───── SOURCE EXCERPT

Singleton v Commissioner of Taxation

Case

[2007] NSWSC 1327

19 November 2007

No judgment structure available for this case.

Reported Decision:

67 ATR 648

New South Wales


Supreme Court


CITATION: Singleton v Commissioner of Taxation [2007] NSWSC 1327
HEARING DATE(S): 19 November 2007
 
JUDGMENT DATE : 

19 November 2007
JURISDICTION: Equity
JUDGMENT OF: Austin J
DECISION: Judgment for Commissioner of Taxation under s 588FGA.
CATCHWORDS: CORPORATIONS - Commissioner of Taxation's action against directors under s 588FGA - directors resident overseas - whether service overseas should be confirmed - whether court should enter judgment against defendants in their absence
LEGISLATION CITED: Corporations Act 2001 (Cth), ss 588FF, 588FGA
Uniform Civil Procedure Rules, r 11.2, 11.4, 11.5
CASES CITED: Woodgate v Network Associated International BV [2007] NSWSC 1260
PARTIES: Neil Singleton in his capacity as liquidator of Niederer Drilling Pty Ltd (in liq) (P1)
Niederer Drilling Pty Ltd (in liq) (P2)
Commissioner of Taxation (D/A)
Debra Johanna Maria Kosovich (R1)
John William Kosovich (R2)
FILE NUMBER(S): SC 6173/05
COUNSEL: Mr S Golledge (D/A)
SOLICITORS: Jones King Lawyers (P)
ATO Legal Services Branch (D/A)


IN THE SUPREME COURT
OF NEW SOUTH WALES
EQUITY DIVISION
CORPORATIONS LIST

AUSTIN J

MONDAY 19 NOVEMBER 2007

6173/05 NEIL SINGLETON & ANOR V DEPUTY COMMISSIONER OF TAXATION

JUDGMENT (Ex tempore; revised 20 November 2007)

1 HIS HONOUR: By an amended interlocutory process filed 27 July 2007, the Commissioner of Taxation applies under s 588FGA of the Corporations Act 2001 (Cth), for judgment against Debra and John Kosovich, the respondents, in respect of a judgment made against the Commissioner on 19 March 2007, under s 588FF, in the sum of $74,455.

2 I am satisfied that the ingredients of liability imposed on directors by s 588FGA(4) have been established by the Commissioner against Mr and Mrs Kosovich.

3 There is evidence before me that the payments in respect of which s 588FF orders were made against the Commissioner were payments under the Pay-As-You-Go withholding provisions of Subdivision 16-B of Schedule 1 to the Taxation Administration Act 1953 (Cth). There is evidence that, at the relevant time, that is to say, the time when the payments were made, the two respondents, Mr and Mrs Kosovich, were directors of the company concerned.

──────────
───── INFORMATION SUPPLIED

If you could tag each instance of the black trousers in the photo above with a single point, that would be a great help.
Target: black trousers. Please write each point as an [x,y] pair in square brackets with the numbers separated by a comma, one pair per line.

──────────

- **WHAT YOU HAVE TO DO**: Please carry on the Singleton v Commissioner of Taxation judgment, starting right after its last sentence.

- **RESPONSE**:
4 In those circumstances, s 588FGA(2) imposes statutory liability on the directors to indemnify the Commissioner in respect of the Commissioner's loss or damage resulting from the orders against him. That loss or damage is quantified by the evidence at $70,323.75 and, consequently, the Commissioner has established an entitlement to indemnity for that sum.

5 Section 588FGA(4) authorises the Court to order the directors to pay that amount to the Commissioner in the proceedings in which the order was made against the Commissioner, namely, these proceedings.

6 There is a complication arising out of the fact that Mr and Mrs Kosovich reside in New Zealand. The evidence establishes that they have been served in that country.

7 If the Commissioner's application had been by way of originating process, then Rule 11.2 of the UCPR would apply. It would allow an originating process to be served in the manner specified by Schedule 6. On the assumption that Rule 11.2 is applicable, counsel for the Commissioner made submissions to the effect that this case falls within para (a) and also para (f) of Schedule 6.

8 Para (a) allows an originating process to be served outside Australia in a case where the proceedings are founded on a cause of action arising in New South Wales. It seems to me that the cause of action reflected in the amended interlocutory process is a cause of action arising in New South Wales for the purposes of the Schedule. The cause of action arises out of an order made in this Court under s 588FF. The payments which were the subject of the 588FF proceedings were payments made in New South Wales by a company whose registered office was in Forbes in New South Wales and whose principal place of business was in Parkes. In those circumstances, if the question had been where the cause of action under s 588FF arose, then, on the application of case law summarised by Barrett J in Woodgate v Network Associated International BV [2007] NSWSC 1260, the Court would conclude that a cause of action under s 588FF arose in this State.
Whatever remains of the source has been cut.